## Source data
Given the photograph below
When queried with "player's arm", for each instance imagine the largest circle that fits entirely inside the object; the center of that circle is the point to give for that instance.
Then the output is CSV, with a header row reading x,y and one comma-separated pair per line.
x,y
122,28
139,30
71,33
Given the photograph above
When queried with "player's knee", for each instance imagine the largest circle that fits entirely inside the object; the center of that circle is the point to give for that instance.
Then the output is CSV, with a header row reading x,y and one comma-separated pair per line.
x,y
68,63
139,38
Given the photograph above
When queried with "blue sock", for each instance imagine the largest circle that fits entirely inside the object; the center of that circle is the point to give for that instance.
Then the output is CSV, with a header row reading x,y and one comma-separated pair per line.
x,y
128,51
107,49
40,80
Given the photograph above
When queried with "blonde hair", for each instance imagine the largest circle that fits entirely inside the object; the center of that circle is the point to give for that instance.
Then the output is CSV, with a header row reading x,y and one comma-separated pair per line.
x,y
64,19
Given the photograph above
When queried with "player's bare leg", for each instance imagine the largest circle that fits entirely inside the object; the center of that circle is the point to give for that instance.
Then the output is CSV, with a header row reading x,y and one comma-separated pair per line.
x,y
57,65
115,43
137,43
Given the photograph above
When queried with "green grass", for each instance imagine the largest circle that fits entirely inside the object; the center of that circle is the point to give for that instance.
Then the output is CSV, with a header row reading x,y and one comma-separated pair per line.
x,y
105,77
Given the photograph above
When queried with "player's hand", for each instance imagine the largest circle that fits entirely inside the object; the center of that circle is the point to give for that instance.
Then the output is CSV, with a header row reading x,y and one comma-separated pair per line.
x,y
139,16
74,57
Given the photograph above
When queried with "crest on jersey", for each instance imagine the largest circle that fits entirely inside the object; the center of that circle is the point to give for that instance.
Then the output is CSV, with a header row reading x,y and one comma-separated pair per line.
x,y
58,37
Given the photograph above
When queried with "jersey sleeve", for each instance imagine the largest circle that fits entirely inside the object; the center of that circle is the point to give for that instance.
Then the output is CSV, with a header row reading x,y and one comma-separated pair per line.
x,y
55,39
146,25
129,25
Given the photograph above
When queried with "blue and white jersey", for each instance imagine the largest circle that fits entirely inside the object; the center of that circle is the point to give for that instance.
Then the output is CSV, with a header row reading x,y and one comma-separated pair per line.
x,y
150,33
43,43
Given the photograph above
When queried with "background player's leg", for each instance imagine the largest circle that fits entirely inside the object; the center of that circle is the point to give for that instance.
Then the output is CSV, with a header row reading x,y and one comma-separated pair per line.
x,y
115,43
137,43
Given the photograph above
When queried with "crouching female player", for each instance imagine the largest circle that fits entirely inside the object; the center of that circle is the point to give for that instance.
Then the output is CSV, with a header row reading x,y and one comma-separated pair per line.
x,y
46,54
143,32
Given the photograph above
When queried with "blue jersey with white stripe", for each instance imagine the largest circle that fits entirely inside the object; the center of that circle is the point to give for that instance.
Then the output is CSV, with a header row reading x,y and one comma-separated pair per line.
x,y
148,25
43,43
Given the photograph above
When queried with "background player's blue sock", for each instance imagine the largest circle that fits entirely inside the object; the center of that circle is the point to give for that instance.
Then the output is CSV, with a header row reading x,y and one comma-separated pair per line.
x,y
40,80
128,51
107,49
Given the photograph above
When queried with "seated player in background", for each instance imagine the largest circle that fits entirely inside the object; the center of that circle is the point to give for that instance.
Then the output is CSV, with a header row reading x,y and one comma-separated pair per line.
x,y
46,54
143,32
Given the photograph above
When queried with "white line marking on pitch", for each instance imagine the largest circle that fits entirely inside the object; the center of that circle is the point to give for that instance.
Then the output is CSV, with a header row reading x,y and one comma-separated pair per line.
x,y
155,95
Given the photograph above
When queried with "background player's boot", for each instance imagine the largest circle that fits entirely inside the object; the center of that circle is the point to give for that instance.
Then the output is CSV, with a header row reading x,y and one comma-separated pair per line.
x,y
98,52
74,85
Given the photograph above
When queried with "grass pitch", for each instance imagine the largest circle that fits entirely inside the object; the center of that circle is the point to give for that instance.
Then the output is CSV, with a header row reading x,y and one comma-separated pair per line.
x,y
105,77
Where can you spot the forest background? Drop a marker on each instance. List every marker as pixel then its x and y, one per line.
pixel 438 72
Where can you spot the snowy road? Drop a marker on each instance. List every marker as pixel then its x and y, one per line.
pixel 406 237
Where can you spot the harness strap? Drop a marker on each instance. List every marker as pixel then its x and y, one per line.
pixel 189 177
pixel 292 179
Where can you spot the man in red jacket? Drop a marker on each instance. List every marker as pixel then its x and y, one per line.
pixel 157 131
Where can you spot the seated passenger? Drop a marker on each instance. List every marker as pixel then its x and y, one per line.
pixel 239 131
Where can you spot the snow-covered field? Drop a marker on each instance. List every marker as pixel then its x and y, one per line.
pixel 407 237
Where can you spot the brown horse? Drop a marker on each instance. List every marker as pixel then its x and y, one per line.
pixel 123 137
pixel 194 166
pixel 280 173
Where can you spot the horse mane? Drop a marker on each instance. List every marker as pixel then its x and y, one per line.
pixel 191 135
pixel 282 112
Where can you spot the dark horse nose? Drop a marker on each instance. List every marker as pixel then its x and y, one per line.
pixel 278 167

## Assignment
Pull every line with "grass" from the records.

## Response to this task
When queried with "green grass", for each instance imagine the largest circle that fits entirely inside the object; the center of that circle is the point to give for that instance.
When queried with "grass pitch", for each instance imagine the largest circle that fits entirely inside the object; the center of that circle is the point to give for that instance.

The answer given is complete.